▶ _İstenen_:
Aşağıdaki Yargıtay kararı metnini baştan sona, tek bir harfini bile değiştirmeden yeniden yazın.

Logo

11. Hukuk Dairesi2024/2780 E. 2025/1174 K.

Yapay Zeka Özeti

Uyuşmazlık: Tescilsiz tasarımdan doğan hakka tecavüz ve haksız rekabet iddiasıyla açılan maddi, manevi ve itibar tazminatı davasında, davalı ürününün davacıya ait tescilsiz tasarıma tecavüzünün ve haksız rekabet oluşturup oluşturmadığının tespiti.

Gerekçe ve Sonuç: Davacıya ait tasarımın tescilsiz tasarım olarak koruma kapsamında olmadığı ve davalıların eylemlerinin haksız rekabet teşkil etmediği gözetilerek, ilk derece mahkemesinin reddine ilişkin kararının Bölge Adliye Mahkemesi tarafından onanması, Yargıtay tarafından da uygun görülerek onanmıştır.

Karar Metni

"İçtihat Metni"

▶ _Veri bloğu_:
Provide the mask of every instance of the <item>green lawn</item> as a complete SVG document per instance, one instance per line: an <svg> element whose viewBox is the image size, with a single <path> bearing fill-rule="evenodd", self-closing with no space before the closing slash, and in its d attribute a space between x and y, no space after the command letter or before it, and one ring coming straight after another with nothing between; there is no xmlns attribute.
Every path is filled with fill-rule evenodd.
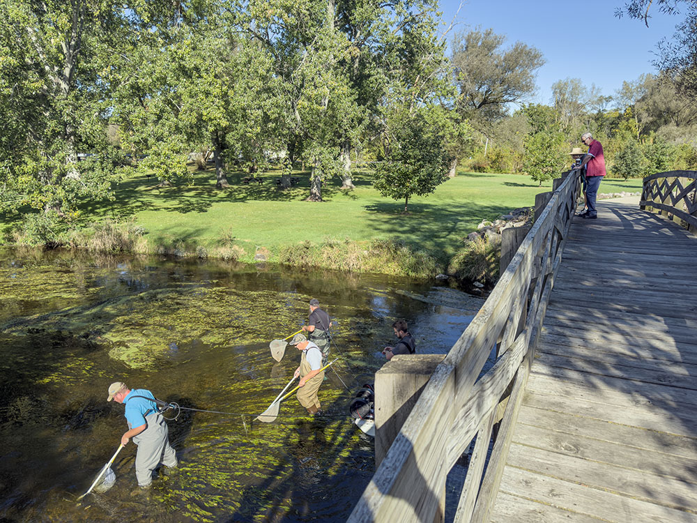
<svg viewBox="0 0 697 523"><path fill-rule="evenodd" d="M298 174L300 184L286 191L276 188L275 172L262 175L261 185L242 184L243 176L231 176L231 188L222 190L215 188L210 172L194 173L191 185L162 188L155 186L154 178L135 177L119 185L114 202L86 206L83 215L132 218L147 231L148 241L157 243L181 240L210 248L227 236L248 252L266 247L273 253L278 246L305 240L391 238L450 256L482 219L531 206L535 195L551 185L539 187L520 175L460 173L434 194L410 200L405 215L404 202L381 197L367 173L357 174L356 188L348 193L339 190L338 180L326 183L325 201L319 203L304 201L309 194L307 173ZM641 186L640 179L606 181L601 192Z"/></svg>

▶ _Yanıt_:
Logo

11. Hukuk Dairesi2024/2780 E. 2025/1174 K.

Yapay Zeka Özeti

Uyuşmazlık: Tescilsiz tasarımdan doğan hakka tecavüz ve haksız rekabet iddiasıyla açılan maddi, manevi ve itibar tazminatı davasında, davalı ürününün davacıya ait tescilsiz tasarıma tecavüzünün ve haksız rekabet oluşturup oluşturmadığının tespiti.

Gerekçe ve Sonuç: Davacıya ait tasarımın tescilsiz tasarım olarak koruma kapsamında olmadığı ve davalıların eylemlerinin haksız rekabet teşkil etmediği gözetilerek, ilk derece mahkemesinin reddine ilişkin kararının Bölge Adliye Mahkemesi tarafından onanması, Yargıtay tarafından da uygun görülerek onanmıştır.

Karar Metni

"İçtihat Metni"